* [Consignes]:
(a) Résumez sous forme de liste le paragraphe du texte de l'exercice qui commence par « Skópelos, île des Sporades », en gardant ses faits principaux.
(b) Dites si chacune des affirmations suivantes concorde avec le texte de l'exercice, en répondant par oui ou par non et en citant les mots décisifs : (i) le Skopelos Village Hotel compte 35 chambres ; (ii) Vaggelis Drossos dirige le Skopelos Village Hotel ; (iii) Mamma Mia ! est une comédie musicale de Nicole Garcia.

* [Texte de l'exercice]:

-----

Tournage d’Amants, de Nicole Garcia, au Constance Prince Maurice, l’un des plus jolis 5-étoiles de l’océan Indien. © DR

Skópelos, île des Sporades, en mer Égée, a bénéficié elle aussi d’un excellent faire-valoir grâce à Mamma Mia !, comédie musicale de Phyllida Lloyd où une Meryl Streep survitaminée et un Pierce Brosnan, alias Monsieur 007, « interprètent » les chansons du groupe ABBA. « La joyeuse bande logeait au Skopelos Village Hotel, boutique-hôtel de 35 chambres, désormais 5-étoiles, se mirant dans la mer Égée, se souvient Vaggelis Drossos, directeur de l’office de tourisme. L’année suivant la diffusion, en 2009, l’hôtel et l’île ont enregistré un pic de fréquentation. À chaque rediffusion sur les chaînes de télévision du monde ou dans les salles, le phénomène se reproduit : le Skopelos Village hôtel refuse les clients, qui se reportent vers d’autres hôtels, voire des villas, voulant absolument découvrir Skópelos. »

-----

* [Entrées du corpus]:

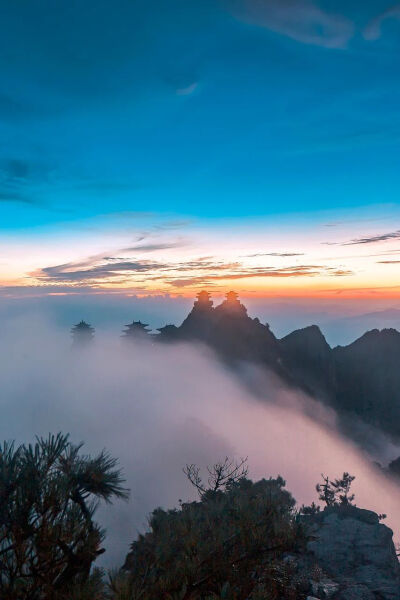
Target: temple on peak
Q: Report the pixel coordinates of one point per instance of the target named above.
(203, 301)
(232, 304)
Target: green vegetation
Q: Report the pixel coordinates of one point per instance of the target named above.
(229, 544)
(48, 496)
(241, 540)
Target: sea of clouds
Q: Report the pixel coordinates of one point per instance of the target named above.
(159, 407)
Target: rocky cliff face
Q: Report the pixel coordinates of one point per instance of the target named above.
(361, 379)
(354, 556)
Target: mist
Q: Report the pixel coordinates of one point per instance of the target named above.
(158, 407)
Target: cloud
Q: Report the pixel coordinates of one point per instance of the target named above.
(243, 273)
(117, 270)
(108, 269)
(388, 262)
(16, 196)
(281, 254)
(156, 246)
(300, 20)
(373, 31)
(157, 408)
(395, 235)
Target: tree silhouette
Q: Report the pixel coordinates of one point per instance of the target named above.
(82, 334)
(337, 492)
(49, 493)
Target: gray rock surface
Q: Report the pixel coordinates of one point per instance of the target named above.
(357, 551)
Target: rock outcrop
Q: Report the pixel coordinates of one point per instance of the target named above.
(356, 555)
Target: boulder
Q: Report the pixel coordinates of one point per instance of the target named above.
(357, 551)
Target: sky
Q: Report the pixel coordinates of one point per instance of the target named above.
(157, 148)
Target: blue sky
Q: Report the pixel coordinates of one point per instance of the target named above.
(200, 110)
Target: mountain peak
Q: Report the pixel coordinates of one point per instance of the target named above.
(232, 305)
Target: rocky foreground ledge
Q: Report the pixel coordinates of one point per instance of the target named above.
(352, 556)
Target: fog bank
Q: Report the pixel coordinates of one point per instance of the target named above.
(159, 407)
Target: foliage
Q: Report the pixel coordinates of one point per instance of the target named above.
(337, 492)
(48, 538)
(228, 545)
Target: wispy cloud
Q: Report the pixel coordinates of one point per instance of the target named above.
(279, 254)
(114, 270)
(373, 31)
(388, 262)
(301, 20)
(373, 239)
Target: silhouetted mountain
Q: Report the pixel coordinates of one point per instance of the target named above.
(135, 331)
(199, 322)
(361, 379)
(308, 358)
(368, 378)
(82, 334)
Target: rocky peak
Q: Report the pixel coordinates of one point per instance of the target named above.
(232, 306)
(203, 302)
(357, 552)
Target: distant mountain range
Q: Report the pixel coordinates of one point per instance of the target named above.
(361, 379)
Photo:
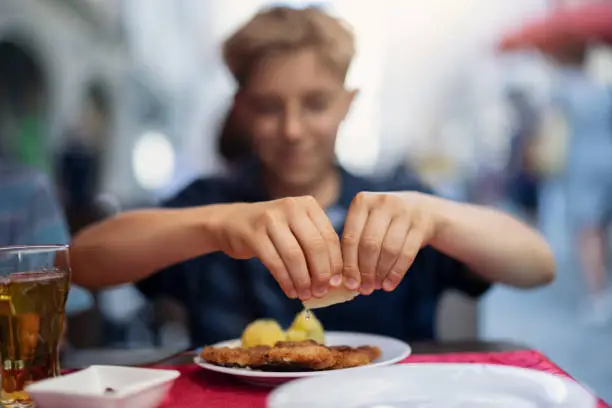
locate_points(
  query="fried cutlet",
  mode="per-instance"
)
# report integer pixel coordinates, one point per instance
(306, 355)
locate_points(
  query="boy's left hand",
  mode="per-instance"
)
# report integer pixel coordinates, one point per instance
(382, 236)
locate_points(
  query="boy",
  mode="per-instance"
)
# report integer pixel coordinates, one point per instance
(292, 216)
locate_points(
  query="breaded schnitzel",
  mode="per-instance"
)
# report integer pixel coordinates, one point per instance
(305, 355)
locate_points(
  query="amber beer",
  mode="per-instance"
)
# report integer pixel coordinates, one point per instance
(32, 313)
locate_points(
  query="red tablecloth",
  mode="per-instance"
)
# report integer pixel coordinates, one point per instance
(199, 388)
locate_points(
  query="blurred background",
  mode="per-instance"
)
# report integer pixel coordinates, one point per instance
(120, 102)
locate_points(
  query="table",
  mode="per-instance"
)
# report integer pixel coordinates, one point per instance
(80, 358)
(197, 386)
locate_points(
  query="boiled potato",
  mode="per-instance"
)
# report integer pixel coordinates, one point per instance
(309, 326)
(264, 332)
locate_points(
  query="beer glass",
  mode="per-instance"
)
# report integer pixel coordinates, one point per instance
(34, 284)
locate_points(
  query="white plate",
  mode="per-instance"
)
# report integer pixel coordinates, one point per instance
(392, 351)
(133, 387)
(434, 386)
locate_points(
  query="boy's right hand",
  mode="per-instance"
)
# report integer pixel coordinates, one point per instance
(292, 237)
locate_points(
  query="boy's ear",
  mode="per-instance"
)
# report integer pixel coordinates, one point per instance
(349, 99)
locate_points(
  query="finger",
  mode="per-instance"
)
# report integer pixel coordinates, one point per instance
(293, 257)
(391, 247)
(314, 247)
(353, 227)
(329, 234)
(412, 245)
(270, 257)
(369, 247)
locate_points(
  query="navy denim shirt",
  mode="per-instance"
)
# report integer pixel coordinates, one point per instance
(222, 295)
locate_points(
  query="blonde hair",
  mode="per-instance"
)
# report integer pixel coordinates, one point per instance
(284, 29)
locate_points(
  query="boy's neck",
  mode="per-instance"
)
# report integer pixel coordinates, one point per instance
(326, 190)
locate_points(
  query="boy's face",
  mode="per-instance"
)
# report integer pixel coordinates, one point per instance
(294, 105)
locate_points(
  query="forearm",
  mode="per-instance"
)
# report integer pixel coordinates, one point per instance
(492, 244)
(133, 245)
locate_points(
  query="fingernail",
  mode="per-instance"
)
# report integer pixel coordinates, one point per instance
(305, 294)
(367, 288)
(388, 285)
(320, 291)
(352, 284)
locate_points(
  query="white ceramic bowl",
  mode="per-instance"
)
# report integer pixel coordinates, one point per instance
(131, 388)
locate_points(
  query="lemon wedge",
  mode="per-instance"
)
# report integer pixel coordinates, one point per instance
(264, 332)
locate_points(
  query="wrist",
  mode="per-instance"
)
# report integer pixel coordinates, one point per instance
(209, 222)
(438, 210)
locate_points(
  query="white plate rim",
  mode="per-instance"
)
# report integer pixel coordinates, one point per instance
(242, 372)
(578, 389)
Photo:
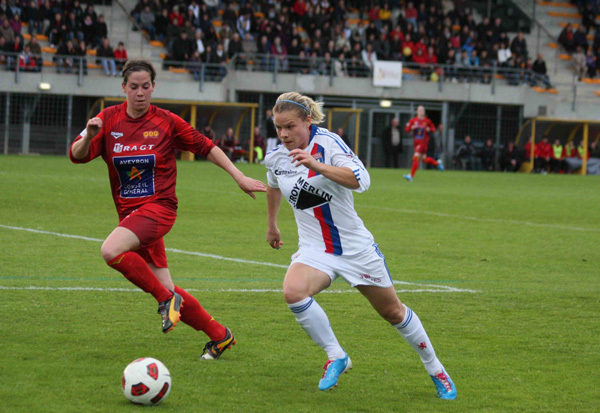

-----

* [Réponses par consigne]:
(a)
- Skópelos, île des Sporades en mer Égée, a profité de la visibilité offerte par Mamma Mia !, comédie musicale de Phyllida Lloyd avec Meryl Streep et Pierce Brosnan sur les chansons d'ABBA.
- L'équipe du film logeait au Skopelos Village Hotel, boutique-hôtel de 35 chambres, désormais 5-étoiles.
- Selon Vaggelis Drossos, directeur de l'office de tourisme, l'hôtel et l'île ont connu un pic de fréquentation l'année suivant la diffusion, en 2009.
- À chaque rediffusion, l'hôtel refuse des clients, qui se reportent vers d'autres hôtels ou des villas pour découvrir l'île.

(b)
(i) Oui : « boutique-hôtel de 35 chambres ».
(ii) Non : « directeur de l’office de tourisme ».
(iii) Non : « comédie musicale de Phyllida Lloyd ».